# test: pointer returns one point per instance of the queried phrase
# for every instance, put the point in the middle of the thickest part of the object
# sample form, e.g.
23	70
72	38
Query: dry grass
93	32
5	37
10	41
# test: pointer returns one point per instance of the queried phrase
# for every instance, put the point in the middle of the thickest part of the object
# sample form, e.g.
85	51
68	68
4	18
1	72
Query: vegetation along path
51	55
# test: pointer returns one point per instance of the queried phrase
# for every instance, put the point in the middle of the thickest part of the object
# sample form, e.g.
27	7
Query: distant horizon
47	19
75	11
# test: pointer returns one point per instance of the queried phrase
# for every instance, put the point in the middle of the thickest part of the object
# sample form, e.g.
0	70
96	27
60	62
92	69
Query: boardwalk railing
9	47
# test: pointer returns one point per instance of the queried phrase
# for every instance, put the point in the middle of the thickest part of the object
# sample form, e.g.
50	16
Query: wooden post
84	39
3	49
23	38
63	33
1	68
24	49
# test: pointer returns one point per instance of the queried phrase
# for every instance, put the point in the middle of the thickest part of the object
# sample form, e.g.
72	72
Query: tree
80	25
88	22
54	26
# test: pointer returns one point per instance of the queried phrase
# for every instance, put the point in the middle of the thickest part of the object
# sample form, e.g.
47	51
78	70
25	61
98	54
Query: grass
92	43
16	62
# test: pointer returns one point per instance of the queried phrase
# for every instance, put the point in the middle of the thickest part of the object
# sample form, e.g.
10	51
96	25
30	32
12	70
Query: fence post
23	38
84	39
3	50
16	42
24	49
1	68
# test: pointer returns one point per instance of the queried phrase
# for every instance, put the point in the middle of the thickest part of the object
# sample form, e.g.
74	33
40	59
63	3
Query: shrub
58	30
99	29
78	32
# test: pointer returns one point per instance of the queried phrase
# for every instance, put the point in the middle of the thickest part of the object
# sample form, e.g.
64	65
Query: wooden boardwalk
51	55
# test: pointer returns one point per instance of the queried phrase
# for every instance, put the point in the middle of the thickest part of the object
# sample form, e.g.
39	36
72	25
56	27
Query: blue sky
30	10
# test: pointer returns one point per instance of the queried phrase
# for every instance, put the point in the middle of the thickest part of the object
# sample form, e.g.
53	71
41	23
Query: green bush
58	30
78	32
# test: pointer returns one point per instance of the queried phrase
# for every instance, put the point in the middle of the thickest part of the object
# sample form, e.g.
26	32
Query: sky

- - - -

**TRY IT**
The material above should be given again in full, exactly.

**OUTPUT**
# test: pointer returns one point per instance of the queried phrase
# for every instance, put the point in the middle of the thickest part of the object
# sample form, e.g.
23	70
72	38
Query: dry grass
93	32
5	37
10	41
# test: pointer returns one point per instance of the queried phrase
# for every instance, put the point in the middle of the thickest part of the object
# sample form, e.g.
85	51
68	68
4	18
1	72
Query: vegetation along path
51	55
# test: pointer returns one point per instance of the queried phrase
# for every instance, put the point in the middle of the thickest part of the object
# sample form, e.g.
27	7
Query: distant horizon
47	19
75	11
# test: pointer returns one point per instance of the queried phrase
# for every instance, put the point in the middle of the thickest part of the object
# sample form, e.g.
0	70
96	27
60	62
92	69
Query: boardwalk railing
9	47
# test: pointer returns one point per instance of the queried phrase
# for every instance, put the point in the middle of the thickest part of the object
# sample form, e.g.
50	16
Query: wooden post
84	39
3	49
23	38
63	33
1	68
24	49
# test: pointer returns one point per instance of the queried phrase
# for every instance, put the point in the middle of the thickest part of the object
# sample form, e.g.
72	72
Query: tree
80	25
88	22
54	26
# test: pointer returns one point per instance of the queried phrase
# for every instance, put the point in the middle of the thickest part of the object
# sample form, e.g.
47	51
78	70
25	61
98	54
Query: grass
92	43
16	62
# test: pointer returns one point per instance of the queried phrase
# for every instance, put the point in the middle of the thickest part of the object
# sample form, e.g.
10	51
96	25
30	32
12	70
Query: fence post
23	38
84	39
3	50
16	42
24	49
1	68
# test: pointer returns one point per instance of the queried phrase
# for every instance, put the point in the middle of the thickest part of the object
# sample form, e.g.
74	33
40	59
63	3
Query: shrub
58	30
99	29
78	32
# test: pointer returns one point per instance of the queried phrase
# for every instance, put the point in the middle of the thickest part of the object
# sample form, e.g.
64	65
Query: wooden boardwalk
51	55
# test: pointer returns one point per instance of the queried phrase
# for every instance, put the point in the middle of the thickest part of the object
# sample form, e.g.
39	36
72	25
56	27
Query: blue sky
30	10
# test: pointer returns one point per instance of the queried phrase
# for every instance, put the point in the middle of the thickest part of the object
# sample form, e.g.
53	71
41	23
Query: green bush
58	30
78	32
# test: pointer returns one point per instance of the queried phrase
# for every instance, put the point in the middle of the thickest part of the object
# sample form, e.g.
26	32
Query: sky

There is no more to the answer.